- To be done -
Reproduce the passage of the Kiribati article between "The Reverend Baranite" and "into the ocean.", inclusive.

- Page -
-=-=-
Kiribati: SLOWLY DROWNING

Kiribati, an island republic in the South Pacific, is sinking under the sea. The indigenous inhabitants can do nothing to stop it. They feel the world has left them in the lurch. Blog by Carsten Stormer, 2010 and Translated from German and edited by Roger Gwynn.

Sohanur Rahman
7 min readFeb 2, 2019

The Reverend Baranite Kirata is sitting in his fishing boat. He takes a nylon line out of a toolbox, feels the hook with the tip of his forefinger and throws the line into the ocean.

“In the old days we used to live very simply here,” Baranite declares. “Our community was quite happy as it was, with no telephones, no television sets, just the sea and the fish.” The old days, meaning just a few years earlier. Nowadays modern things are coming in, imported from China, Japan, Australia — TV sets, fridges, computers, mobile phones, motorbikes, and quantities of tinned food, plastic containers, plastic bags. Rubbish ends up on the beaches, where it sits and rots or floats around on the sea; for there is no refuse collection service in Kiribati. And on the horizon, Korean trawlers are netting every last fish out of the ocean.

It’s a Sunday. The sea is as smooth as a carpet. Over there on the beach, the inhabitants of Kiribati are dozing in hammocks under coconut palms, drinking kava or strumming their guitars and singing Micronesian songs. Baranite Kirata is 56 years old and a pastor in the Kiribati Protestant Church. He is also a kind of climate change warden for his community. He throttles the engine, stands up and points seawards. A strip of solid ground is just visible rising a few centimetres above water level. Seagulls and crabs are foraging on its surface.

A sandbank?

“Actually no, it used to be an island!” says Baranite Kirata. His parents used to bring him here for picnics when he was a child. The locals used to call the island Viketawa, Place Flooded with Moonlight. Nowadays it’s more like Place Flooded, full stop. Only at low tide are a few centimetres of soil exposed above water level.

“This has convinced many of the sceptics that Kiribati really has got a problem,” says Baranite Kirata. The people of Kiribati call this problem Bitakini Kanoan te Bong, which translates as “alteration of daily weather” or simply “climate change”. If things don’t improve, in 25 years’ time the Republic of Kiribati will no longer exist. It will have vanished from the map, swallowed by the sea simply because in other parts of the globe people are clearing rainforests to make cattle ranches, setting up factories and power stations and burning ever more fuel, releasing millions of tonnes of carbon dioxide into the atmosphere.
-=-=-
[Data drawn from a collection]
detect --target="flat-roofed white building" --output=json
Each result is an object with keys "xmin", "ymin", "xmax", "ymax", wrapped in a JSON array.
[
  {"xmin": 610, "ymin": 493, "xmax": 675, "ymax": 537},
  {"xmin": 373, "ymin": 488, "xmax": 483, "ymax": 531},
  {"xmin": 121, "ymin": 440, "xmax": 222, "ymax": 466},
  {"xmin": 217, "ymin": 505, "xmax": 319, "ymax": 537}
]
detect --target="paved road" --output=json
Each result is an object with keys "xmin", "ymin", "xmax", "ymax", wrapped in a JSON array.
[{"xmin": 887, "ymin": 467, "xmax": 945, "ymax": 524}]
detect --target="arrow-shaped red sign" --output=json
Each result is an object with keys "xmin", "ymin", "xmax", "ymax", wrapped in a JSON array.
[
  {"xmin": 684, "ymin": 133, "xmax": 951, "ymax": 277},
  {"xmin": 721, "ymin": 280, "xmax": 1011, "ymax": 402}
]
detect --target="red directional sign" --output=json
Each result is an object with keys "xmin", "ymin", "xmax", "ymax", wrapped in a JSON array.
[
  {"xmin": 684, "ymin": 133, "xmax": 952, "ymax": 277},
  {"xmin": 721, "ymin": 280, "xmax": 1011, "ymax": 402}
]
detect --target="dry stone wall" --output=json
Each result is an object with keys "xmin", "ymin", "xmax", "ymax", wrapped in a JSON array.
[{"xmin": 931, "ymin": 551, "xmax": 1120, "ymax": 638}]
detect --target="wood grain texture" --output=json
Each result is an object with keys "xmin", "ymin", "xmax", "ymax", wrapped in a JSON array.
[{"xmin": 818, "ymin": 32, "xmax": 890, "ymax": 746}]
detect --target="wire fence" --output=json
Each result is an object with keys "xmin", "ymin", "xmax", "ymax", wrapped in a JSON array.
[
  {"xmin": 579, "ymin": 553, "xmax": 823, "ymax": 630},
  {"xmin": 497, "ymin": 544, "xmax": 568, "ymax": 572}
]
-=-=-
- Output of the exercise -
The Reverend Baranite Kirata is sitting in his fishing boat. He takes a nylon line out of a toolbox, feels the hook with the tip of his forefinger and throws the line into the ocean.